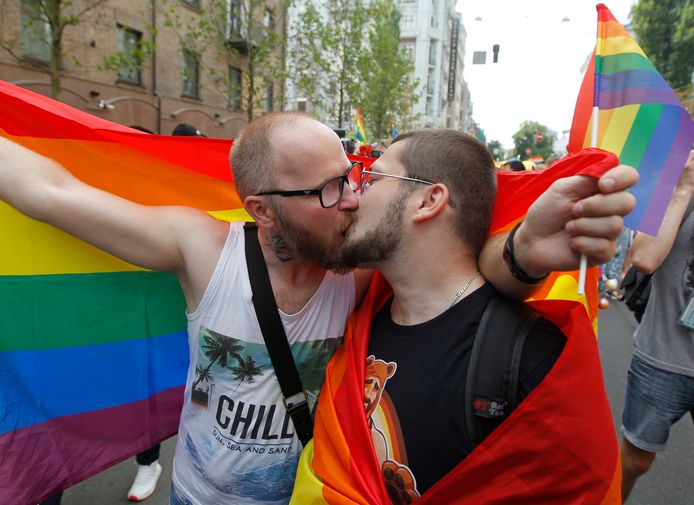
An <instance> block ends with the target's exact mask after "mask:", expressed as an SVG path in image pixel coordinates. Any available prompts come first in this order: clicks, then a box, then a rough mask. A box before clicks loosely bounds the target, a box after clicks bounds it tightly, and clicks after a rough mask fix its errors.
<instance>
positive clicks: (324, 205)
mask: <svg viewBox="0 0 694 505" xmlns="http://www.w3.org/2000/svg"><path fill="white" fill-rule="evenodd" d="M344 185H345V181H344V179H343V178H342V177H335V178H334V179H330V180H329V181H328V182H326V183H325V186H323V189H322V190H321V194H320V198H321V203H322V204H323V207H326V208H327V207H332V206H333V205H335V204H336V203H337V202H338V201H339V200H340V197H341V196H342V188H343V187H344Z"/></svg>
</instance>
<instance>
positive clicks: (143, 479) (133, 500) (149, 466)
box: [128, 461, 161, 501]
mask: <svg viewBox="0 0 694 505" xmlns="http://www.w3.org/2000/svg"><path fill="white" fill-rule="evenodd" d="M160 475H161V465H160V464H159V461H155V462H154V463H152V464H151V465H137V475H136V476H135V480H134V481H133V485H132V486H130V491H128V500H130V501H142V500H146V499H147V498H149V497H150V496H151V495H152V493H154V489H155V488H156V487H157V481H158V480H159V476H160Z"/></svg>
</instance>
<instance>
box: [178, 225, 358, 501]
mask: <svg viewBox="0 0 694 505" xmlns="http://www.w3.org/2000/svg"><path fill="white" fill-rule="evenodd" d="M244 244H245V241H244V232H243V223H240V222H238V223H231V225H230V230H229V235H228V237H227V240H226V244H225V245H224V250H223V252H222V255H221V257H220V259H219V263H218V264H217V267H216V269H215V272H214V274H213V276H212V279H211V280H210V284H209V285H208V286H207V289H206V291H205V294H204V296H203V298H202V301H201V302H200V306H199V307H198V309H197V310H196V311H195V312H194V313H192V314H189V315H188V335H189V338H188V341H189V344H190V367H189V369H188V380H187V383H186V389H185V398H184V404H183V411H182V414H181V423H180V426H179V431H178V444H177V446H176V455H175V459H174V471H173V481H174V485H175V486H176V488H178V490H179V491H180V492H181V493H182V494H184V495H186V498H188V500H190V502H191V503H193V504H194V505H198V504H199V505H214V504H222V503H223V504H231V503H233V504H281V503H288V501H289V497H290V495H291V492H292V488H293V485H294V476H295V473H296V465H297V462H298V459H299V455H300V453H301V442H299V439H298V438H297V436H296V434H295V432H294V426H293V424H292V421H291V419H290V417H289V415H288V414H287V411H286V409H285V407H284V403H283V401H282V392H281V390H280V387H279V384H278V382H277V378H276V376H275V373H274V370H273V367H272V364H271V363H270V357H269V355H268V353H267V349H266V347H265V344H264V341H263V336H262V334H261V331H260V327H259V325H258V320H257V318H256V315H255V311H254V309H253V302H252V299H251V286H250V282H249V280H248V270H247V267H246V259H245V253H244ZM354 303H355V285H354V276H353V275H352V274H348V275H344V276H343V275H337V274H334V273H332V272H327V273H326V274H325V277H324V279H323V281H322V283H321V284H320V286H319V287H318V290H317V291H316V293H315V294H314V295H313V297H312V298H311V300H309V302H308V303H307V304H306V306H305V307H303V308H302V309H301V310H300V311H299V312H297V313H296V314H284V313H283V312H282V311H279V312H280V317H281V319H282V323H283V325H284V329H285V332H286V334H287V338H288V340H289V343H290V346H291V350H292V354H293V356H294V360H295V361H296V365H297V368H298V370H299V375H300V376H301V380H302V383H303V386H304V388H305V389H306V390H307V391H308V394H309V397H310V400H311V403H312V405H311V408H312V409H313V407H314V405H313V403H314V402H315V399H316V397H317V395H318V392H319V391H320V388H321V385H322V383H323V377H324V373H325V366H326V365H327V363H328V360H329V359H330V357H331V356H332V354H333V352H334V350H335V348H336V347H337V346H338V345H339V343H340V342H341V341H342V336H343V334H344V328H345V322H346V320H347V317H348V316H349V314H350V313H351V312H352V311H353V310H354Z"/></svg>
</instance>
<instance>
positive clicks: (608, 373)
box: [63, 301, 694, 505]
mask: <svg viewBox="0 0 694 505" xmlns="http://www.w3.org/2000/svg"><path fill="white" fill-rule="evenodd" d="M635 327H636V321H635V320H634V318H633V316H632V315H631V312H629V310H628V309H627V308H626V307H625V306H624V305H622V304H621V302H615V301H613V302H612V303H611V305H610V308H608V309H607V310H605V311H602V312H601V315H600V325H599V328H600V331H599V333H600V353H601V359H602V364H603V371H604V374H605V383H606V386H607V392H608V395H609V398H610V404H611V405H612V414H613V417H614V419H615V429H616V430H617V432H619V431H618V430H619V426H620V421H621V415H622V407H623V405H624V390H625V387H626V370H627V368H628V366H629V361H630V359H631V350H632V338H631V336H632V334H633V331H634V328H635ZM174 447H175V439H170V440H167V441H166V442H164V443H163V444H162V451H161V459H160V462H161V464H162V466H163V468H164V470H163V472H162V477H161V479H160V480H159V485H158V486H157V490H156V492H155V493H154V495H152V497H150V498H149V499H148V500H147V501H146V502H145V503H147V504H148V505H166V504H167V503H168V496H169V487H170V485H171V463H172V458H173V451H174ZM693 463H694V425H693V424H692V421H691V418H689V417H686V418H684V419H682V420H681V421H680V422H679V423H677V424H676V425H675V427H674V429H673V431H672V434H671V436H670V441H669V443H668V448H667V450H666V451H665V452H664V453H662V454H660V455H658V457H657V458H656V461H655V463H654V466H653V468H652V469H651V471H650V472H649V473H648V474H646V475H645V476H644V477H642V478H641V479H640V480H639V481H638V482H637V484H636V487H635V488H634V491H633V492H632V495H631V498H630V500H629V502H628V503H629V505H692V504H694V472H693V471H692V468H694V464H693ZM135 471H136V466H135V461H134V459H131V460H129V461H125V462H123V463H121V464H119V465H116V466H114V467H113V468H111V469H109V470H107V471H105V472H102V473H101V474H99V475H97V476H95V477H93V478H91V479H89V480H87V481H85V482H83V483H81V484H79V485H77V486H75V487H73V488H71V489H68V490H67V491H66V492H65V494H64V497H63V505H125V504H127V503H131V502H128V500H127V499H126V496H125V495H126V493H127V491H128V488H129V487H130V484H131V481H132V479H133V477H134V476H135Z"/></svg>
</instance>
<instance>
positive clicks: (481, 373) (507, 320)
mask: <svg viewBox="0 0 694 505" xmlns="http://www.w3.org/2000/svg"><path fill="white" fill-rule="evenodd" d="M538 317H539V314H538V313H537V312H536V311H534V310H533V309H532V308H530V307H529V306H528V305H526V304H525V303H523V302H519V301H516V300H512V299H510V298H506V297H505V296H502V295H496V296H495V297H493V298H492V300H491V301H490V302H489V304H488V305H487V307H486V308H485V310H484V313H483V314H482V319H481V320H480V324H479V326H478V328H477V333H476V334H475V341H474V343H473V346H472V353H471V355H470V366H469V368H468V373H467V383H466V385H465V423H466V426H467V430H468V435H469V437H470V442H471V443H472V447H473V448H474V447H476V446H477V445H478V444H479V443H480V442H481V441H482V440H483V439H484V438H485V437H486V435H488V434H489V431H490V430H489V429H485V427H487V428H488V427H489V426H490V424H491V425H492V426H495V424H498V423H499V422H501V421H502V420H503V419H504V418H505V417H508V416H509V415H510V413H511V412H512V411H513V409H515V408H516V406H517V396H518V376H519V374H520V359H521V353H522V351H523V344H524V343H525V339H526V337H527V335H528V332H529V331H530V329H531V328H532V326H533V325H534V324H535V321H536V320H537V319H538ZM492 423H494V424H492Z"/></svg>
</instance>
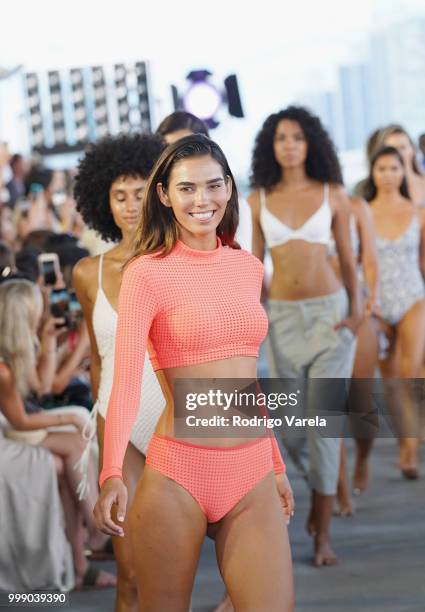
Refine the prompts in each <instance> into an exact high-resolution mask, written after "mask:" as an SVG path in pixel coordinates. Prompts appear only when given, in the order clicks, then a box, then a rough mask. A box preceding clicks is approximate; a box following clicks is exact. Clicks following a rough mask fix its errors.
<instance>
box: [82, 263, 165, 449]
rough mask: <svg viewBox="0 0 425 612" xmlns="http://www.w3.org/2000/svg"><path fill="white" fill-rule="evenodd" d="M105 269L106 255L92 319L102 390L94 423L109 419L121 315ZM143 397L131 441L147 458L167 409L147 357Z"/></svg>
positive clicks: (144, 367)
mask: <svg viewBox="0 0 425 612" xmlns="http://www.w3.org/2000/svg"><path fill="white" fill-rule="evenodd" d="M102 269H103V254H102V255H101V256H100V258H99V274H98V290H97V295H96V302H95V305H94V308H93V317H92V321H93V329H94V334H95V337H96V343H97V348H98V351H99V355H100V358H101V369H100V381H99V390H98V395H97V401H96V404H95V405H94V408H93V413H92V418H93V419H94V418H95V416H96V414H97V413H99V414H100V415H101V416H102V417H104V418H105V417H106V412H107V410H108V402H109V396H110V394H111V390H112V382H113V378H114V353H115V332H116V326H117V313H116V311H115V310H114V309H113V308H112V306H111V304H110V302H109V301H108V299H107V297H106V295H105V292H104V291H103V288H102ZM141 397H142V401H141V404H140V406H139V412H138V415H137V419H136V422H135V423H134V427H133V430H132V432H131V437H130V441H131V442H132V443H133V445H134V446H135V447H136V448H137V449H138V450H139V451H141V452H142V453H143V454H144V455H146V450H147V448H148V445H149V442H150V439H151V437H152V434H153V433H154V431H155V427H156V424H157V422H158V419H159V417H160V416H161V413H162V411H163V409H164V407H165V399H164V396H163V393H162V390H161V387H160V384H159V382H158V379H157V377H156V375H155V372H154V371H153V368H152V365H151V362H150V359H149V355H148V354H147V353H146V358H145V366H144V369H143V376H142V394H141Z"/></svg>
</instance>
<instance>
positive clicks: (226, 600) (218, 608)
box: [214, 592, 234, 612]
mask: <svg viewBox="0 0 425 612" xmlns="http://www.w3.org/2000/svg"><path fill="white" fill-rule="evenodd" d="M214 612H234V607H233V604H232V600H231V599H230V597H229V594H228V593H227V592H226V593H225V594H224V597H223V599H222V600H221V601H220V603H219V604H218V606H217V607H216V608H214Z"/></svg>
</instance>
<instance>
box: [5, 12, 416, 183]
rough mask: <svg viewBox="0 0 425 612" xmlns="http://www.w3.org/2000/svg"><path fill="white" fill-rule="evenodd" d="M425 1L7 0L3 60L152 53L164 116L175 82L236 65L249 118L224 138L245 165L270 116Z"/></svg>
mask: <svg viewBox="0 0 425 612" xmlns="http://www.w3.org/2000/svg"><path fill="white" fill-rule="evenodd" d="M6 6H7V8H6ZM423 7H424V2H423V0H356V1H355V2H349V3H348V2H341V1H340V0H321V2H316V1H315V0H297V1H296V2H291V3H285V2H282V0H262V1H261V2H260V3H255V4H253V6H249V4H248V3H246V4H245V6H244V5H243V4H241V3H239V2H230V1H229V0H215V1H214V2H211V3H210V4H209V8H208V4H207V3H205V2H203V3H201V2H199V0H198V1H195V0H187V1H184V0H181V1H180V2H175V1H170V0H162V1H161V2H158V1H157V2H151V3H148V2H135V1H134V0H119V1H118V2H117V1H114V2H112V1H111V0H106V1H100V0H72V1H69V2H63V1H59V2H58V1H57V0H56V1H53V0H38V1H37V2H34V1H32V0H25V1H20V2H19V1H18V2H15V3H11V2H7V3H2V6H1V8H0V15H2V22H3V27H2V33H1V37H0V58H1V60H0V61H1V64H2V66H5V67H10V66H13V65H16V64H19V63H22V64H24V66H25V68H27V69H29V70H33V69H34V70H38V69H42V70H45V69H55V68H65V67H77V66H84V65H95V64H108V63H115V62H119V61H131V60H139V59H147V60H150V62H151V75H152V86H153V94H154V98H155V102H154V115H155V119H156V122H157V121H159V120H160V119H161V118H162V117H163V116H164V115H165V114H167V113H168V112H170V111H171V110H172V109H171V97H170V88H169V86H170V83H171V82H174V83H176V84H177V85H183V83H184V77H185V75H186V74H187V72H189V71H190V70H193V69H195V68H204V67H205V68H209V69H210V70H211V71H213V72H214V73H215V74H216V76H217V79H218V80H220V79H222V78H223V77H225V76H226V75H227V74H229V73H231V72H235V73H236V74H237V75H238V78H239V83H240V88H241V93H242V100H243V104H244V107H245V112H246V119H245V120H243V121H240V120H239V121H238V120H234V119H233V120H226V119H224V120H223V122H222V124H221V126H220V128H219V129H218V130H216V132H215V134H214V137H215V138H216V139H217V140H218V141H219V142H220V143H221V144H222V145H223V146H224V147H225V148H226V149H229V154H230V157H231V161H232V163H233V165H234V167H235V169H236V171H237V172H238V171H241V172H242V171H243V169H244V168H245V167H246V163H247V157H248V156H249V150H250V148H251V146H252V140H253V137H254V135H255V132H256V131H257V129H258V127H259V126H260V124H261V123H262V121H263V120H264V118H265V117H266V116H267V114H269V113H270V112H273V111H274V110H277V109H278V108H279V107H282V106H284V105H285V104H287V103H288V102H290V101H291V100H293V99H296V97H297V95H299V94H300V92H302V91H305V90H306V89H307V90H308V89H311V90H314V89H315V88H316V87H321V88H322V87H323V84H324V83H325V84H327V85H329V86H332V80H333V79H334V73H335V67H336V66H337V65H338V64H341V63H350V62H356V61H361V59H362V57H363V56H364V55H365V53H366V52H367V44H366V43H367V36H368V34H369V32H370V31H371V29H372V28H373V27H379V24H380V23H382V22H385V21H390V20H392V19H397V18H398V17H399V16H400V14H402V15H405V14H407V13H408V12H411V11H412V12H416V11H418V10H419V9H421V8H422V9H423Z"/></svg>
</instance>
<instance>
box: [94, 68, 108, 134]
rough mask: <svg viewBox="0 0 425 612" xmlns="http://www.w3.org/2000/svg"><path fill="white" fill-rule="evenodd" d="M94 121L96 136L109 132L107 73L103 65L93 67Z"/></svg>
mask: <svg viewBox="0 0 425 612" xmlns="http://www.w3.org/2000/svg"><path fill="white" fill-rule="evenodd" d="M91 75H92V85H93V98H94V113H93V114H94V121H95V124H96V128H95V131H96V138H102V137H103V136H106V135H107V134H108V133H109V117H108V102H107V98H106V83H105V75H104V72H103V68H102V66H93V67H92V69H91Z"/></svg>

********

Exercise prompt. Return each line from the records that includes the word "prompts".

Solved problem.
An <instance> block ends with the target's exact mask after "mask:", expressed as an SVG path in image pixel coordinates. Any available prompts come first in this order: clicks, then a box, then a rough mask. A box before clicks loosely bounds the target, a box after clicks bounds it tightly, and clicks after a rough mask fix its errors.
Refine the prompts in each <instance> into an exact high-resolution mask, written after "mask:" as an SVG path in pixel coordinates. Prompts appear only when given, in the order clicks, then a box, then a rough mask. A box preceding clicks is approximate; a box following clicks is exact. Clicks following a rough mask fix its errors.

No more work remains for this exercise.